In the Mecca workshop listing, at which institution is Lale Can an Assistant Professor of History?

— START OF Passage to read —

Workshop Participants

Jawaher Al Sudairy, Research Fellow, Evidence for Policy Design, Harvard University
“The State Within: The Burmese Community in Makkah”

Guy Burak, The Middle Eastern and Islamic Studies Librarian, Division of Libraries, New York University
“Mecca, Its Descriptions and Sovereignty in the Sixteenth-Century Indian Ocean: Jar Allah Ibn Fahd and His The Best of Joy of the Time for the Construction of Mecca by the Kings of the Ottoman Dynasty

Lale Can, Assistant Professor, History, City College of New York
“Central Asians in an “Exceptional” City?: The Politics of Imperial Citizenship in Ottoman Mecca”

Teresita Cruz-del Rosario, Senior Research Fellow, Asia Research Institute, National University of Singapore
“Return to Mecca: Balik-Islam among Filipino Migrants in Southeast Asia”

Dadi Darmadi, Center for the Study of Islam and Society, Syarif Hidayatullah State Islamic University Jakarta
“State versus Private: Pilgrimage to Mecca as a Contested Space”

Hyeju (Janice) Jeong, Graduate Student, History, Duke University
“Home Away from Home: Community and Networks of Chinese-Muslim Political Exiles at Mecca (Hejaz) during the Cold War”

Mahmood Kooria, PhD Candidate, Institute for History, Leiden University
“Introducing a Meccan Version of Law: Networks of Shāfiʿī fuqahā in the Sixteenth Century”

Michael Christopher Low, Assistant Professor, History, Iowa State University
“Unfurling the Flag of Extraterritoriality: Foreign Muslims, Muslim Consular Agents, and the Evolution of the Capitulations in the Indian Ocean Hijaz”

Sebastian Maisel, Associate Professor of Arabic and Middle East Studies, Modern Languages, Area Studies, Grand Valley State University
“Private versus public service-provision and revenue-sharing for Hajj and Umrah”

Muhammad Arafat Mohamad, Postdoctoral Fellow, Department of Southeast Asian Studies, National University of Singapore
“Between a Rock and a Hard Place: Saudization, Belonging, and the Migration Dilemma of Mecca’s Diasporic Residents”

Mohamed Sbitli, Senior Fellow, King Faisal Center for Research and Islamic Studies
“The Society of the Ulama of Macca “Ilm, Trade, and Tawafa”

Call for Workshop Papers

Mecca has long been revered, studied and celebrated as a unique place, a destination without equal that bestows its name onto other destinations, other meccas. While scholarly attention lavished on Mecca has been largely ideographic in persuasion, this workshop invites historical and contemporary studies on Mecca that speak to themes which have been central to the InterAsia conferences, such as mobility; transregional connections across Asia; transcultural relations; religious, intellectual, literary, political and diasporic networks; varieties of international society. Such themes engage data with historical depth and geographical reach that go far beyond the breathless abstractions of globalization-speak and the false culturalism of anti-terrorism security analysis.

— END OF Passage to read —
— START OF Data segment —

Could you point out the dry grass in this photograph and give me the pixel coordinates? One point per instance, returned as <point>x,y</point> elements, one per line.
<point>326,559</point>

— END OF Data segment —

## Solution for this problem:
City College of New York